Exercise inputs>

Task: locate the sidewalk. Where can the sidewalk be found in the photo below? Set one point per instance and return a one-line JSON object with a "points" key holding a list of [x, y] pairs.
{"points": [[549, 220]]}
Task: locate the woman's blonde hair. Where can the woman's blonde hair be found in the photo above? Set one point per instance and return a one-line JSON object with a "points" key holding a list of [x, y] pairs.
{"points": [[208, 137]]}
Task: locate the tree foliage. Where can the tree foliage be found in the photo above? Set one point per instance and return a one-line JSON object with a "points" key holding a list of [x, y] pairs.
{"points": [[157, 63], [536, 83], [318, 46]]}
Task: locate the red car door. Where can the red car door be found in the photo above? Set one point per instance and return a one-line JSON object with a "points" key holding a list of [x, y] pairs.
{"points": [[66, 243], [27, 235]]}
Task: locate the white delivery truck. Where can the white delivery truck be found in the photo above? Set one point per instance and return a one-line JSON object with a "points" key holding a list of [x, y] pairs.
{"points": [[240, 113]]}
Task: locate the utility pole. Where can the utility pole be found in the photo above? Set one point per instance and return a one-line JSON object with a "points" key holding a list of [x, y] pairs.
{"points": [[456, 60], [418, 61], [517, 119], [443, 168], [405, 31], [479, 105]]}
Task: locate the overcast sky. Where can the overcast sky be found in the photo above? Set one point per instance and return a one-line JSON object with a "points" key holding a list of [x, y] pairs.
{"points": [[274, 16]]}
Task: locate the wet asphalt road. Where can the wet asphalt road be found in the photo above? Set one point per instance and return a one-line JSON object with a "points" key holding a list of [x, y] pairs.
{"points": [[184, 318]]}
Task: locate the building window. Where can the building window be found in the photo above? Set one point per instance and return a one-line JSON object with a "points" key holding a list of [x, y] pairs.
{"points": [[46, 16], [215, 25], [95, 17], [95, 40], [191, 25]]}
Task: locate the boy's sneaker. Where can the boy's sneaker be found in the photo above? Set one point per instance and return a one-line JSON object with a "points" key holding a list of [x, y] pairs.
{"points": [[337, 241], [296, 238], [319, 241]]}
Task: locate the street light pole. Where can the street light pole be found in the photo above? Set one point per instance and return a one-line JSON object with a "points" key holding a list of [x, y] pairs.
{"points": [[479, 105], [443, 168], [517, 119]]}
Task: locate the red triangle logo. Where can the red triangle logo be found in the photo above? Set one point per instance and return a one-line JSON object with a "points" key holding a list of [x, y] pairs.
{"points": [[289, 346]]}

Exercise brief>
This exercise calls for every record to be restated word for word.

Result below>
Task: locate the sidewalk. Where can the sidewalk be found in the photo below? Set one point per instance and return a one-line JSON object with a "points" key holding a list of [x, y] pairs.
{"points": [[549, 220]]}
Task: locate the woman's blonde hair. Where can the woman's blonde hair be found in the photo above? Set one point per instance and return a one-line JSON object with a "points" key holding a list of [x, y] pairs.
{"points": [[208, 137]]}
Task: locate the tree foliage. Where can the tree foliage be found in the photo above? Set one point per instance and return a one-line JSON object with a "points" key holding a list of [x, y] pairs.
{"points": [[157, 63], [536, 83], [318, 46]]}
Task: locate the red car door. Where can the red car door be found in the photo above? Set one point per instance and return a one-line JSON object with a "points" key holding a list of [x, y] pairs.
{"points": [[66, 243], [27, 235]]}
Task: locate the white delivery truck. Where can the white delivery truck be found in the photo above? Set one point per instance and return a one-line JSON object with a "points" key holding a list of [x, y] pairs.
{"points": [[240, 113]]}
Task: locate the utility pole. Where can the utility pole be found in the photo above? Set one point per instance and return a one-line JSON object with a "points" key holding a list of [x, y] pairs.
{"points": [[456, 60], [418, 61], [517, 119], [443, 168], [405, 31], [479, 105]]}
Task: locate the overcast sky. Where can the overcast sky be found in the photo above? Set one point per instance and return a one-line JSON object with a "points" key holding a list of [x, y] pairs.
{"points": [[274, 16]]}
Task: locate the wet asphalt road. Where can the wet asphalt road be found in the photo above? Set one point per instance and return a one-line JSON object with a "points" key holding a list of [x, y] pairs.
{"points": [[184, 318]]}
Task: locate the building window. Where can the building window be found in the photo above? Set one point per instance and return a one-line JSON object with a "points" key holding a list of [x, y] pairs.
{"points": [[46, 16], [215, 25], [95, 17], [95, 40], [191, 25]]}
Task: locate the boy's sneaker. Where can the boy's sneaker be found in the photo above? Set one point per instance and return a one-line JSON object with a "points" key holding a list of [x, y] pairs.
{"points": [[337, 241], [296, 238], [319, 241]]}
Task: locate the street light pole. Where can the street light pole be found in the photo above? Set one point per instance and return a one-line JSON object with a "points" key holding a list of [x, y] pairs.
{"points": [[479, 105], [443, 168], [517, 119]]}
Task: locate the red triangle logo. Where can the red triangle logo be found in the photo above? Set one point per instance and return a one-line JSON object with a "points" key holding a list of [x, y] pairs.
{"points": [[289, 346]]}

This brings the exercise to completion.